→ **Assignment**:
Give back all of the data exactly as written.

Free-text object descriptions
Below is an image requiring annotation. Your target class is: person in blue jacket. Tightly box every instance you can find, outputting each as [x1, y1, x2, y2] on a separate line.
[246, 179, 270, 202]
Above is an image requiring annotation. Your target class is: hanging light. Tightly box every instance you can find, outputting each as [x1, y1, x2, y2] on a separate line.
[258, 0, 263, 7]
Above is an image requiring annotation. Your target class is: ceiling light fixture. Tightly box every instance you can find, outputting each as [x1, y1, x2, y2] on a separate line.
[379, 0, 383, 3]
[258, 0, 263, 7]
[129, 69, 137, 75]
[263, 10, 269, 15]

→ **Finished exercise**:
Below is an image requiring annotation. Your target class is: person in blue jacket. Tightly box every instance you can find, outputting each as [x1, y1, x2, y2] on a separate line.
[246, 179, 270, 202]
Above is an image requiring annotation. Your target class is: hanging light. Tightly box every instance you can find, outputting each as [x1, y1, x2, y2] on a separate line.
[258, 0, 263, 7]
Above is an image requiring annotation. Your target class is: ceiling light fixture. Tightly box every instance you can find, outputting each as [x1, y1, x2, y2] on a separate line.
[379, 0, 383, 3]
[258, 0, 263, 7]
[129, 69, 137, 75]
[263, 10, 269, 15]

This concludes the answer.